Extrait du texte -
+-------+
Et donc voilà : ça se bastonne, ça charcute pas mal, on a des batailles désespérées (y compris, dans « La route d’Azraël », récit à la première personne dont le narrateur est un Oriental, une bataille de la dernière chance de Vikings en sous-nombre face à une déferlante de Perses sur les rives du Golfe Persique !) , des actions héroïques, et tout l’attirail narratif habituel d’un Robert Howard décidément conteur hors pair, qui se permet également de changer un peu de formule dans le réjouissant récit « Les portes de l’empire » où l’on voit Giles Hobson, un ivrogne lâche comme pas deux qui, en se faisant passer pour ce qu’il n’est pas, va se retrouver embarqué dans une aventure qui le dépasse totalement et qui va voir se jouer la destinée de tout un pays. Un récit plein d’humour, avec un héros loin des standards howardiens.
+-------+
Consigne A -
Disposez les lignes des enregistrements ci-dessous en liste numérotée, sans les lignes vides.
+-------+
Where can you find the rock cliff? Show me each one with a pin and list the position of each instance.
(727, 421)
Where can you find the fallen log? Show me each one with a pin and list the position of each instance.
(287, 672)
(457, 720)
+-------+
Consigne B -
D'après l'extrait, quel est le nom de l'ivrogne lâche du récit « Les portes de l'empire » ?

Résultat attendu A -
1. Where can you find the rock cliff? Show me each one with a pin and list the position of each instance.
2. (727, 421)
3. Where can you find the fallen log? Show me each one with a pin and list the position of each instance.
4. (287, 672)
5. (457, 720)

Résultat attendu B -
Giles Hobson.